- Sumber -
----------------
MEMONESIA.COM – Keputusan pemerintah menaikan harga tiket masuk Candi Borobudur sudah resmi diumumkan. Yang tadinya seharga Rp 50 ribu untuk wisatawan lokal, kini menjadi Rp 750 ribu.
Menteri Koordinator Bidang Kemaritiman dan Investasi Luhut Binsar Pandjaitan menyampaikan keputusan itu ditetapkan bukan tanpa alasan. Menjaga kelestarian kekayaan sejarah dan budaya nusantara merupakan alasan utama dinaikannya harga tiket.
Baca Juga : Patut Dikunjungi, Lima Wisata Alam Kaltim yang Rekomendasi
Selain itu, lanjut Luhut, dampak dari kenaikan harga tiket tersebut dapat menjadi stimulan bagi pertumbuhan ekonomi di lingkungan Borobudur. Sebab, nantinya akan diwajibkan bagi turis untuk menggunakan tour guide dari warga lokal sekitar.
“Ini kami lakukan demi menyerap lapangan kerja baru sekaligus menumbuhkan sense of belonging terhadap kawasan ini, sehingga rasa tanggung jawab untuk merawat dan melestarikan salah satu situs sejarah Nusantara ini bisa terus tumbuh dalam sanubari generasi muda di masa mendatang,” tulis Luhut dalam akun Instagram pribadinya, (4/6).
----------------
- Tugas 1 -
Salin dari berita tentang kenaikan harga tiket Candi Borobudur bagian dari "MEMONESIA.COM – Keputusan" sampai "Rp 750 ribu.".

[Catatan anotasi posisi]
----------------
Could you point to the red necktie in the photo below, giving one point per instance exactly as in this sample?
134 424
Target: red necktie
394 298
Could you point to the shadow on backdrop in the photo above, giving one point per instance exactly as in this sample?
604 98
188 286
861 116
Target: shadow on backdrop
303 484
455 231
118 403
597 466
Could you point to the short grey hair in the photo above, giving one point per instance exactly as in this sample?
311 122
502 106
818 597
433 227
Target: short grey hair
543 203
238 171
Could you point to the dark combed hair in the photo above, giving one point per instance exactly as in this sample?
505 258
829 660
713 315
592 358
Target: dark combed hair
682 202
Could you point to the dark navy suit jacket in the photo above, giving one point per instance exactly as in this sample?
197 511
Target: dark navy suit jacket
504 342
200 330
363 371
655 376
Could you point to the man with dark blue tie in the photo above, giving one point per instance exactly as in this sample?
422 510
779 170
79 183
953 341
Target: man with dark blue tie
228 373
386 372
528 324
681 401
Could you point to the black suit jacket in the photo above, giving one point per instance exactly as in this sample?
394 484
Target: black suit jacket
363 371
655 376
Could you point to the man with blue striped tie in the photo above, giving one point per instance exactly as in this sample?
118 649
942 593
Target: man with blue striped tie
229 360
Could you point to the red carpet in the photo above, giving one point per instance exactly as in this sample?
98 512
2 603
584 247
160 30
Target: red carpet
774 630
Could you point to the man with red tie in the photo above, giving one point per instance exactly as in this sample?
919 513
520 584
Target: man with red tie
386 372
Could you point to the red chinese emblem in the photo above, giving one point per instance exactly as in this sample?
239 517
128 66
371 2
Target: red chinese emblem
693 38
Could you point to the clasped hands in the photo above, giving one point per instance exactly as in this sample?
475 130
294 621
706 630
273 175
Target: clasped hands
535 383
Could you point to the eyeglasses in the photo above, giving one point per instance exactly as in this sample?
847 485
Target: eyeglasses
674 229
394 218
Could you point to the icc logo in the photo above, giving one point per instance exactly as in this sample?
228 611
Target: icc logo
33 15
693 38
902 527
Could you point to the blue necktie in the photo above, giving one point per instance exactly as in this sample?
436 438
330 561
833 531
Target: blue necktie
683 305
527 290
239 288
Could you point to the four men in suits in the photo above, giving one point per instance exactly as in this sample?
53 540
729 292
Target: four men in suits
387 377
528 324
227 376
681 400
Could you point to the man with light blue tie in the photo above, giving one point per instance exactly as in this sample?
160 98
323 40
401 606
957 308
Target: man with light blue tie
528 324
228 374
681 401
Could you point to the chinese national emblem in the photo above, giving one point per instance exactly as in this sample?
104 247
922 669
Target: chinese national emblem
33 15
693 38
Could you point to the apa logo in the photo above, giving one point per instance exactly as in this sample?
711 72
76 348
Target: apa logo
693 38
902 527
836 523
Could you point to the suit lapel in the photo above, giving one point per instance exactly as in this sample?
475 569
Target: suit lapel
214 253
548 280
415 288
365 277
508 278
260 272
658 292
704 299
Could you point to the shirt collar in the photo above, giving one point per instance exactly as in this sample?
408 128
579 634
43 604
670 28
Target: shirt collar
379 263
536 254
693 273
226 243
----------------
- Tugas 2 -
Kumpulkan setiap baris catatan yang memuat kata "four", dengan membedakan huruf kapital dan huruf kecil.

- Jawaban 1 -
MEMONESIA.COM – Keputusan pemerintah menaikan harga tiket masuk Candi Borobudur sudah resmi diumumkan. Yang tadinya seharga Rp 50 ribu untuk wisatawan lokal, kini menjadi Rp 750 ribu.

- Jawaban 2 -
Could you point to the four men in suits in the photo above, giving one point per instance exactly as in this sample?
Target: four men in suits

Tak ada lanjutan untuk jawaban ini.